═══ Data shown

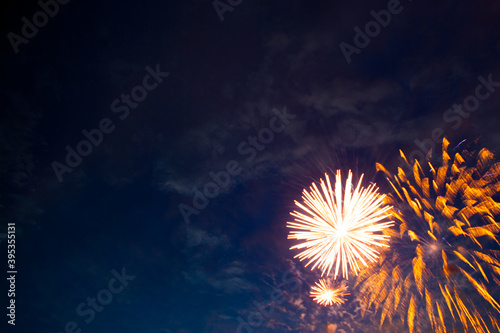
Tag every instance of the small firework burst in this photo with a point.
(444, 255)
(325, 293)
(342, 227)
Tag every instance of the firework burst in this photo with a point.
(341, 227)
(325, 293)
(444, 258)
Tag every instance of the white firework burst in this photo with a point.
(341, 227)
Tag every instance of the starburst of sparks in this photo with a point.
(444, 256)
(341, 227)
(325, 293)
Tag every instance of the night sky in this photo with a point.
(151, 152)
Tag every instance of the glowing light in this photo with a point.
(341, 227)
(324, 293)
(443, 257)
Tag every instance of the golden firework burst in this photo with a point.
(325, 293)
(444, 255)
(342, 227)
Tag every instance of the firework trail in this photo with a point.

══════
═══ Data shown

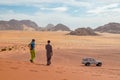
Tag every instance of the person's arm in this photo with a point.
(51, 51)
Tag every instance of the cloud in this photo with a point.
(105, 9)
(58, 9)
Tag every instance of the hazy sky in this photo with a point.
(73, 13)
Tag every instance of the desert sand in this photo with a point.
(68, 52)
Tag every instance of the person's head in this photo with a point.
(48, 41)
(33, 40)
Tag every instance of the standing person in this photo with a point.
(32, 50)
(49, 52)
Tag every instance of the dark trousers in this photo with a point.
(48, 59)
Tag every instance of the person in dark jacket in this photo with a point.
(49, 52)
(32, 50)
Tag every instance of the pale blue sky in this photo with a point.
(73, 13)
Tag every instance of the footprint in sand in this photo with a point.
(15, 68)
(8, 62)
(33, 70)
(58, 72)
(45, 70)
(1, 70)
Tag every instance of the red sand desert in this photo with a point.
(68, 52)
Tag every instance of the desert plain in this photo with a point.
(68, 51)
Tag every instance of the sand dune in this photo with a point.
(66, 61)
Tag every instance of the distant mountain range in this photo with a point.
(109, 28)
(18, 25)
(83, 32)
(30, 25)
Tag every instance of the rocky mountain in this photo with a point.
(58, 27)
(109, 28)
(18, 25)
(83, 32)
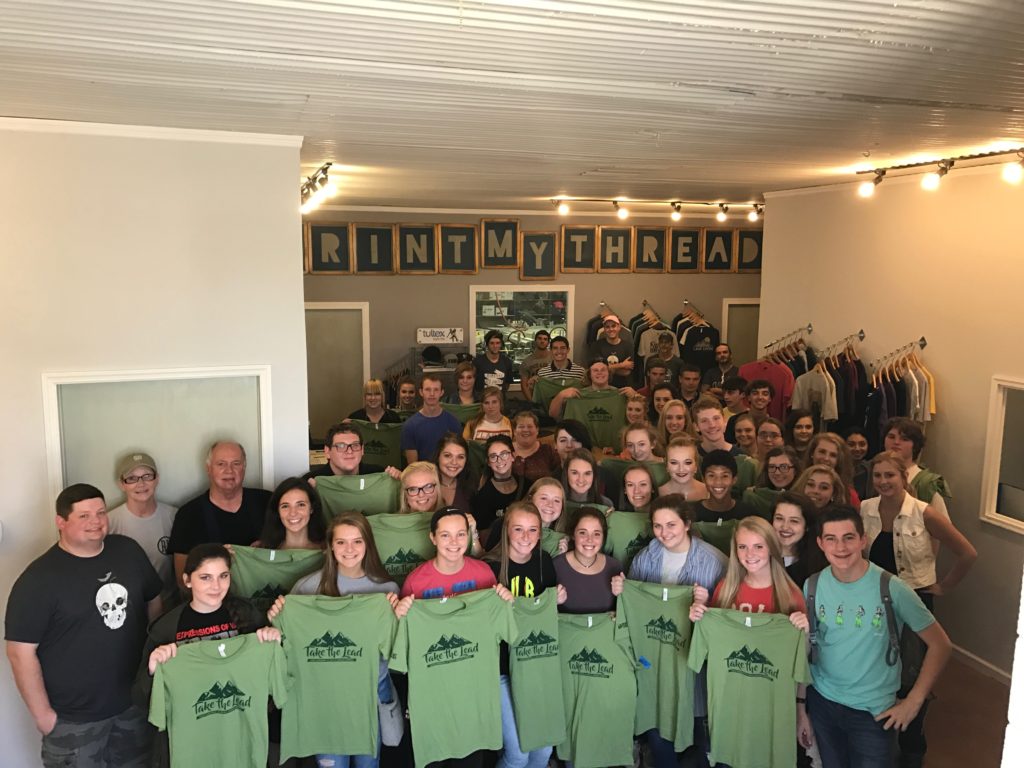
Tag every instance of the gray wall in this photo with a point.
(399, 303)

══════

*Task statement*: Go back to the listing above. Copy word for word the lines from the one with "Tag every instance of the small" through the one with "Tag every instance of the firework trail", and nothing more.

*Response area*:
Tag every instance of the small firework burst in this photo with a point.
(444, 255)
(325, 293)
(342, 227)
Tag every instance of the firework burst in this photo with a point.
(341, 227)
(325, 293)
(444, 258)
Tag every instance of the white firework burst in this photo with a point.
(341, 227)
Tag every instance of the starburst of sparks in this photo with a point.
(444, 256)
(341, 227)
(325, 293)
Tag every instance of the night sky in this photo with a point.
(151, 152)
Tag every instance of the glowing light in this photo with a point.
(341, 227)
(324, 293)
(443, 257)
Tag every instance of the golden firework burst in this photo with a point.
(325, 293)
(444, 255)
(342, 227)
Tag every instance of the firework trail in this photo with a point.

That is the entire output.